==== INPUT DATA ====

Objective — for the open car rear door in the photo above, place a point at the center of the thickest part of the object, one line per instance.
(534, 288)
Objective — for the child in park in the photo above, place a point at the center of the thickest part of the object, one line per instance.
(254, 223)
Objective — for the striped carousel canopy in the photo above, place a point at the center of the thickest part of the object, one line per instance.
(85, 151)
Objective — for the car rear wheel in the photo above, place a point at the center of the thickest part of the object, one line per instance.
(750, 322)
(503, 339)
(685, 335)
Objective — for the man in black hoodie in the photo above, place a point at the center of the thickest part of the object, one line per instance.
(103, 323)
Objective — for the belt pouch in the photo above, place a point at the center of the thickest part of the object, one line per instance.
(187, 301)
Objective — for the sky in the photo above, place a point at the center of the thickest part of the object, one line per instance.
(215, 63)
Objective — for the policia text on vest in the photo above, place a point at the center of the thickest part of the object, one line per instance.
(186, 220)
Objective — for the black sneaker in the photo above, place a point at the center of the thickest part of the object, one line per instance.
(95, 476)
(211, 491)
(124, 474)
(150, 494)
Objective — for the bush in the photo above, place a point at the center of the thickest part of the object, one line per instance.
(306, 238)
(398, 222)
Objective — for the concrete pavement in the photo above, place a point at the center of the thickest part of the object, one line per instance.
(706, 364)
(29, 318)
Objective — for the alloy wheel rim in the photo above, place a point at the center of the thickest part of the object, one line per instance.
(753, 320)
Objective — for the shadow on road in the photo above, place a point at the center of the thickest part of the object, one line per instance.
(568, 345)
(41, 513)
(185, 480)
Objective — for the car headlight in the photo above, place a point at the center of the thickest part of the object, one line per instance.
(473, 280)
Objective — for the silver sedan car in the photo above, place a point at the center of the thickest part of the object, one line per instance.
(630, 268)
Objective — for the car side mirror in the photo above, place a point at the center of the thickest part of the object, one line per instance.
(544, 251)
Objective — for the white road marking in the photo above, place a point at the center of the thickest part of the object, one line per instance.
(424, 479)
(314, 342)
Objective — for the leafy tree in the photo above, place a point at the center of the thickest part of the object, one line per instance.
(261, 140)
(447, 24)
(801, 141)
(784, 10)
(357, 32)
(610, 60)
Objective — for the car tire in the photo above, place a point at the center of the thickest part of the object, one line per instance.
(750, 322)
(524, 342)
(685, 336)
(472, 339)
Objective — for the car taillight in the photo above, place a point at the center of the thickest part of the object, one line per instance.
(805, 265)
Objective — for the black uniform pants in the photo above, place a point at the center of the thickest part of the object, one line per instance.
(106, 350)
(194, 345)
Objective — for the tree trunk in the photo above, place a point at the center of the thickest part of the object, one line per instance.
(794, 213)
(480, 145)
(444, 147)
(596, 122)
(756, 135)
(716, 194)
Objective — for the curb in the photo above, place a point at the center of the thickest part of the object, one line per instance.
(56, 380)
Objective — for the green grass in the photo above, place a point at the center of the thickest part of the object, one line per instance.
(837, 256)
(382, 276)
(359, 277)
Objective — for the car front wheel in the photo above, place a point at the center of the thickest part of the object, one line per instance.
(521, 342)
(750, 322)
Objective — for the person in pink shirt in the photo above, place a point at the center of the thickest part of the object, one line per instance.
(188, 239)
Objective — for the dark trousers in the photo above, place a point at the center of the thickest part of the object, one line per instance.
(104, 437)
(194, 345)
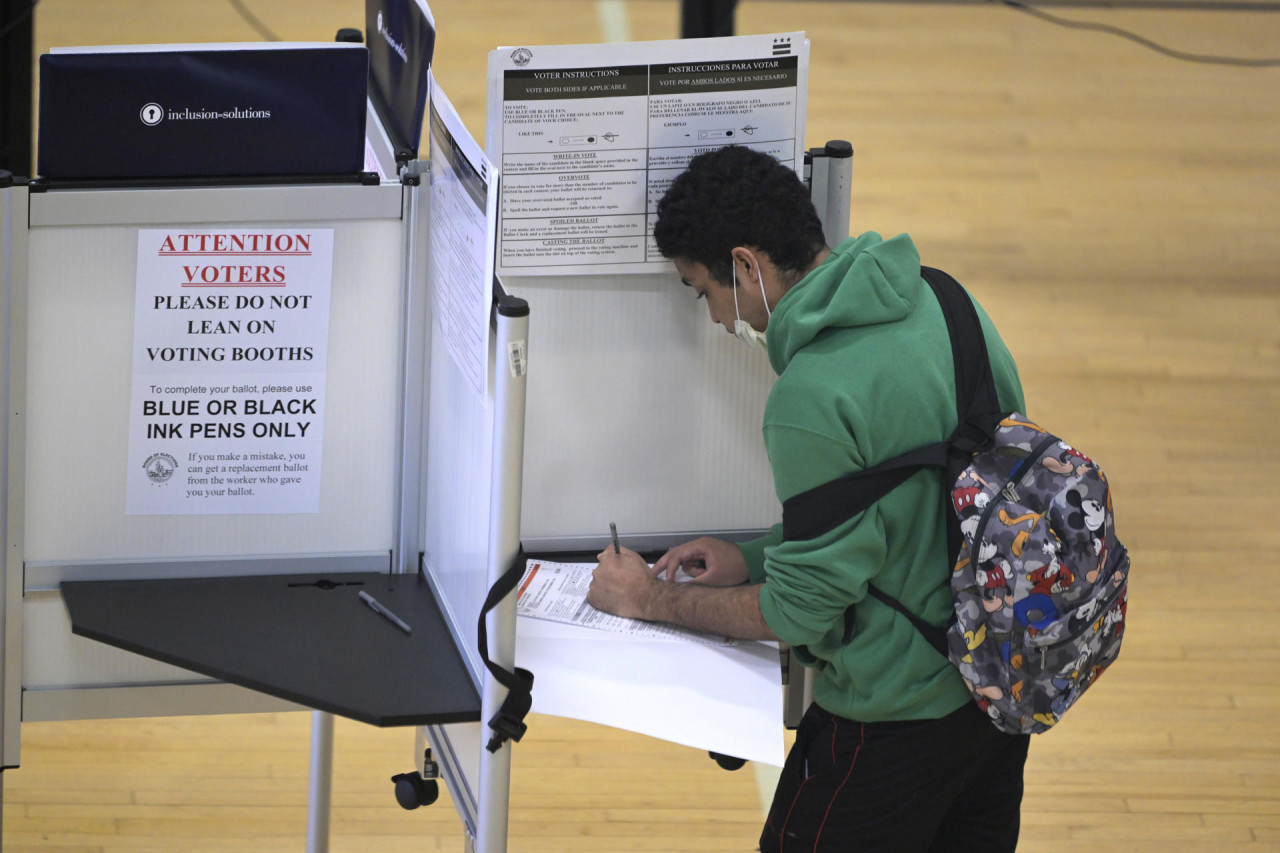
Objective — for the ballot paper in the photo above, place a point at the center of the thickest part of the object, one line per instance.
(557, 592)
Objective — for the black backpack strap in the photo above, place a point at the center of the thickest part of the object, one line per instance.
(508, 724)
(823, 507)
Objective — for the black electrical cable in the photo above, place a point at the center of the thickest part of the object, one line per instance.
(1144, 42)
(251, 19)
(18, 18)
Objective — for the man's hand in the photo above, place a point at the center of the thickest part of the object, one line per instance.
(708, 561)
(622, 584)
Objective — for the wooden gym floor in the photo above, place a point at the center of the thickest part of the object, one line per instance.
(1116, 210)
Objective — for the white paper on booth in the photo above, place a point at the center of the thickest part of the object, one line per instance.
(725, 699)
(231, 340)
(557, 592)
(590, 136)
(460, 267)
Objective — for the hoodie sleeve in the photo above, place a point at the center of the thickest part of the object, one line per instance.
(809, 584)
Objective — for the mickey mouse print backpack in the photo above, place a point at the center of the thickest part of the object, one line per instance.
(1040, 580)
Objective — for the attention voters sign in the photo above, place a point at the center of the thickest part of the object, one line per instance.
(229, 361)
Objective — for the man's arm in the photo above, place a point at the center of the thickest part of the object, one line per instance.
(624, 584)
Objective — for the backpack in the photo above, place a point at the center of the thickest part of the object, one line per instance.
(1038, 580)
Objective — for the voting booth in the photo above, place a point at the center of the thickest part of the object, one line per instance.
(275, 438)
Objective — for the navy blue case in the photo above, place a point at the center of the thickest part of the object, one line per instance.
(228, 110)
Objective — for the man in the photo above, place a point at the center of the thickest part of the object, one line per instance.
(894, 755)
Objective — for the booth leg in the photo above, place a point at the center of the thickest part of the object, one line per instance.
(321, 783)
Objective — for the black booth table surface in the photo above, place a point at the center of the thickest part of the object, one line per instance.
(305, 638)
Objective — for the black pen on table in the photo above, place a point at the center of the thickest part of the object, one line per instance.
(382, 610)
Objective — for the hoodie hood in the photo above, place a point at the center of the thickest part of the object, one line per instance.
(865, 281)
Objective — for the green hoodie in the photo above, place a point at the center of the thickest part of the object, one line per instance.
(864, 373)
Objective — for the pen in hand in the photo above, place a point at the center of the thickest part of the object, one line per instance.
(382, 610)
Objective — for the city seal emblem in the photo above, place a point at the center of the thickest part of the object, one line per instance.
(160, 468)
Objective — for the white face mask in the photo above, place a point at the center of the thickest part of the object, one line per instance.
(741, 328)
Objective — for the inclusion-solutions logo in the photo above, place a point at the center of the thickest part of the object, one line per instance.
(391, 41)
(151, 114)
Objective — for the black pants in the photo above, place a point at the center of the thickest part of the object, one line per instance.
(929, 785)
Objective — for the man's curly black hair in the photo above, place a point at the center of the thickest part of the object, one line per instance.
(735, 196)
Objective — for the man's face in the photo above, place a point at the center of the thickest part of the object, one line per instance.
(720, 296)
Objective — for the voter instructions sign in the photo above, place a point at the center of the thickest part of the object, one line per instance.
(231, 340)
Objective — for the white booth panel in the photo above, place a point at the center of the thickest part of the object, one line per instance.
(638, 356)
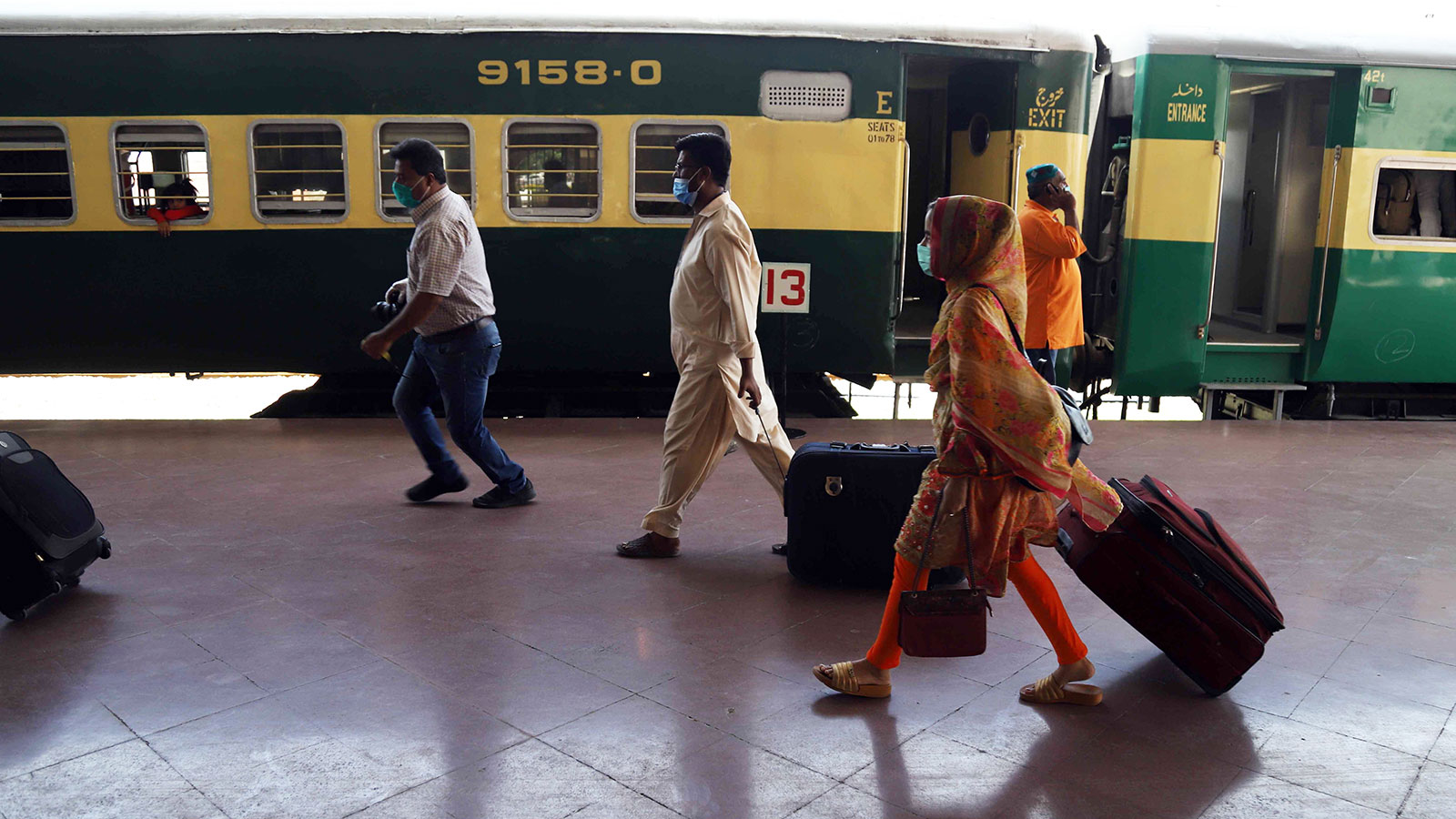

====

JOB:
List each line of the records above that contains the word "pants". Case counts.

RESPONSE:
Objective — for the black uniform pants in the photo above, place a point at the center of the thickest part of the object, one line per instance.
Objective — for the black pants in the photo above, place a point at the center of the thickest part of the object, one line per instance.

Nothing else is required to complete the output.